# What you need to do:
Can you copy each of the entries below line for line, without changing a single character?

# Data provided:
::::::
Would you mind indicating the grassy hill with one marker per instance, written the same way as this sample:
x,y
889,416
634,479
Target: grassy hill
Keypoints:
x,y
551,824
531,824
::::::
# Full output:
Would you mind indicating the grassy hill with one marker per instance, written the same way as this sample:
x,y
889,416
634,479
Target: grassy hill
Keypoints:
x,y
551,824
531,824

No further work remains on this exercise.